> _FRAGMENTO DEL TEXTO_:
+++
La pieza de cámara, casi teatral, que nos propone Rojas funciona porque ha tenido la suerte de contar con unas actrices y unos actores que hacen suyos unos personajes en los que vemos una completa galería de tipos que reconocemos con facilidad y que no varían mucho de los que hoy encontraríamos en cualquier grupo de amigos o colegas. Destacan por sus matices y verdad Paula Usero, cuya Marisol podría ser la secundaria entre inocente y valiente de una película de Woody Allen, y un Pablo Gómez-Cando que nos hace tan creíble a Paco, ese hombre que es una suerte de anti-héroe, en las antípodas del viril sujeto también machirulo de izquierdas, y que tanto nos dice de lo muy necesario que es, para nuestra salud, pero también para la de la democracia, curarse de hombría.
Sin ser una película redonda, ni falta que le hace, Solos en la noche transmite todo el amor con que Guillermo ha tejido a los personajes y toda la ternura, que también es política, sobre lo necesario en cualquier democracia del compromiso de los sujetos que desde su ámbito profesional – en este caso, la abogacía, en claro homenaje a aquellos históricos hombres comprometidos del despacho de San Felipe – reman para que el sistema funcione, y a ser posible sin que deje fuera a los más vulnerables. Desde ese vínculo, que es íntimo y ético, Rojas nos ha escrito no solo, como apuntaba antes, una carta de amor a los hombres y mujeres de una generación de este país, y también a las referencias culturales que les sirvieron de sostén emocional, sino también, y no creo que peque de exagerado, una carta de amor a la democracia. Una llamada de atención, como nos hace Paco a través de una radio que no sabe si estará escuchando alguien, sobre la fragilidad de este sistema que pretende organizar la convivencia sobre la igualdad de derechos. De esta manera, Solos en la noche abre también una ventana hacia el futuro y se convierte no solo en un ejercicio de memoria democrática sino también en un horizonte de posibilidad para unas jóvenes generaciones que tal vez piensen que los derechos se heredan y no se luchan. Una lección que, con la ternura y el humor que encierran esta película, esas dos armas tan revolucionarias, incorporo desde ya en el programa de las asignaturas que enseño en Derecho.
+++
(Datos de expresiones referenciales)
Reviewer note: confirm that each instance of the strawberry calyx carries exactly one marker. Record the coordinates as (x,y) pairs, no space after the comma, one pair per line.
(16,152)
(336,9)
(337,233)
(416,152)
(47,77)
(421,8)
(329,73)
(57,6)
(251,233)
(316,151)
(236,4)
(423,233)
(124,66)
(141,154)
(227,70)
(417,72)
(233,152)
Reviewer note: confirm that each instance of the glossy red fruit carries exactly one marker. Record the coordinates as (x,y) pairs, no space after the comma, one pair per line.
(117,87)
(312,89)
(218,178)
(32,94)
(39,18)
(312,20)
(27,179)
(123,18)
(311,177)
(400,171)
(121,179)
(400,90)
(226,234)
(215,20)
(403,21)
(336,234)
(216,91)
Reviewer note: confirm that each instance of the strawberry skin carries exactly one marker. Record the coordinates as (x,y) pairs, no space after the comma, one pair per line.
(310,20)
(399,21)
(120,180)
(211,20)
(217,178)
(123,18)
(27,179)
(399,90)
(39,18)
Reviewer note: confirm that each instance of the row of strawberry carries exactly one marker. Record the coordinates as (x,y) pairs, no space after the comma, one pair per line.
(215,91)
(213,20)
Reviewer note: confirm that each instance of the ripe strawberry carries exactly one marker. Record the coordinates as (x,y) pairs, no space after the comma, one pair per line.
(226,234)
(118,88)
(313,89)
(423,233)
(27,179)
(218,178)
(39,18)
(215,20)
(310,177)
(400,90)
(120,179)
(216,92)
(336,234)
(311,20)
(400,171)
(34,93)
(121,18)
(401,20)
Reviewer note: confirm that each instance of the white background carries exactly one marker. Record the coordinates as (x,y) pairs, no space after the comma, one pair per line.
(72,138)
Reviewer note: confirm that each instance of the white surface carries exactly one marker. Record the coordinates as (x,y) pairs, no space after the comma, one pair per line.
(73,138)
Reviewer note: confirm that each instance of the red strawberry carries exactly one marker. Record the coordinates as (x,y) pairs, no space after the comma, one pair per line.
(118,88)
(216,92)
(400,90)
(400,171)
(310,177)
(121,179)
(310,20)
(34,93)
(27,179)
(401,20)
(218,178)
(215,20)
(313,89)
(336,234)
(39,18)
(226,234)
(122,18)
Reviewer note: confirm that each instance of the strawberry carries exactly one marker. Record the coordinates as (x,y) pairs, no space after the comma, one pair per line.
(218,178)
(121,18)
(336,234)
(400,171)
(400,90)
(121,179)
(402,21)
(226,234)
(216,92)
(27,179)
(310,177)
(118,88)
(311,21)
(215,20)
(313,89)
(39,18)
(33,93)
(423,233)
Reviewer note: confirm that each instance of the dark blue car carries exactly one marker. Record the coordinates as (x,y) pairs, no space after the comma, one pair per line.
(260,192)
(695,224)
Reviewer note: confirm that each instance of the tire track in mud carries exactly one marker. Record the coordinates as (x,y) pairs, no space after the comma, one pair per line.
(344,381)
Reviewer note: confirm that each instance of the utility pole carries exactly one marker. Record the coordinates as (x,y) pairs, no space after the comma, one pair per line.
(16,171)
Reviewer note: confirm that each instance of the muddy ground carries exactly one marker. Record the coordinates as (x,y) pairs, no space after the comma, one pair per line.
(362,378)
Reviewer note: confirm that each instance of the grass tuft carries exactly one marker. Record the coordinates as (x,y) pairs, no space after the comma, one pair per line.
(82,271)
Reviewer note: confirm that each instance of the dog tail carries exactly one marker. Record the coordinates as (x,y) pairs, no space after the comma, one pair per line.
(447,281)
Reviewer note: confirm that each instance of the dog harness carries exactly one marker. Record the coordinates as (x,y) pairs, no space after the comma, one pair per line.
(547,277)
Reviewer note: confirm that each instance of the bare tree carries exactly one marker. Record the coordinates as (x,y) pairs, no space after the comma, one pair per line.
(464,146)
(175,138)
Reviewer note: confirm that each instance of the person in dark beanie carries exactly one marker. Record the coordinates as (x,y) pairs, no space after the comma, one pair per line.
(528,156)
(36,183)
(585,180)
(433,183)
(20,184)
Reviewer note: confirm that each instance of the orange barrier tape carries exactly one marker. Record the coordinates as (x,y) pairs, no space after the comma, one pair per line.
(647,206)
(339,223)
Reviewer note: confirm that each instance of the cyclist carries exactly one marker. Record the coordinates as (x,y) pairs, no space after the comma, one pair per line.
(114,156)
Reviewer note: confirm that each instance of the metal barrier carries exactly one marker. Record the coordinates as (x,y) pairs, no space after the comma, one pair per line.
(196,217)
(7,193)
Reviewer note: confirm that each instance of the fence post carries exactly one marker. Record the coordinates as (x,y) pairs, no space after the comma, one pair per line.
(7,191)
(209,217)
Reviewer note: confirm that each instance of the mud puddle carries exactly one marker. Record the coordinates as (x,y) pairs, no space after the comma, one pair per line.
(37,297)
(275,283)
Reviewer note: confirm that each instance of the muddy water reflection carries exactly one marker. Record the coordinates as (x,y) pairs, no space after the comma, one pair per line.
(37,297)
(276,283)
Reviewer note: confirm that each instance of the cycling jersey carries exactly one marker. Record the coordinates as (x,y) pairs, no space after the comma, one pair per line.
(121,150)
+++
> _ACTIVIDAD_:
Según la reseña de Solos en la noche, ¿qué actor interpreta al personaje de Paco?

> _RESPUESTA_:
Pablo Gómez-Cando.